Objective: Rewrite the listing below with every "one point" changed to "a single point" and nothing else altered. Leave out the pictures.

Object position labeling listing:
-- BEGIN --

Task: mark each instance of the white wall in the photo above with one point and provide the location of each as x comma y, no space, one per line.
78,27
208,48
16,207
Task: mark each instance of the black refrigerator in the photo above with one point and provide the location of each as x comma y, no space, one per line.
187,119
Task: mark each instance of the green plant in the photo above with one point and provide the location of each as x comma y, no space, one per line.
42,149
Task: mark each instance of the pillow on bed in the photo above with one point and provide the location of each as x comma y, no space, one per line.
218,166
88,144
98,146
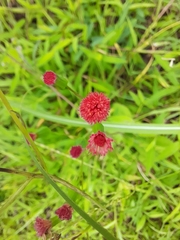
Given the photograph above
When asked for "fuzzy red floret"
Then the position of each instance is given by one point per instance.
(94, 108)
(99, 144)
(49, 77)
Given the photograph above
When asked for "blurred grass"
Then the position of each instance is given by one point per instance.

-- END --

Result for this exercise:
Task: mark each instance of the white wall in the photo above with a single point and provide the location of each as x comma y, no space, one per line.
78,27
208,48
16,207
Task: mark each instance of the black refrigerator in the photo above with a single point and provide the location of each as x comma y, no space, one per line.
187,119
Task: mark each instance of the green plant in the photo above with a single point and provide the location of each as x comma y, no space, one per line.
42,149
Task: mark each instance of the pillow on bed in the photo above with a single point and provide the location of each as x comma y, no space, one per line.
218,166
88,144
98,146
Given the photograph above
When asked for "fuzzy red floret"
Then the position of each instance is given by a single point per instance.
(94, 108)
(99, 144)
(49, 77)
Given the photograph above
When asked for "blurred grass"
Then the position of each instance is given by a single point per instance.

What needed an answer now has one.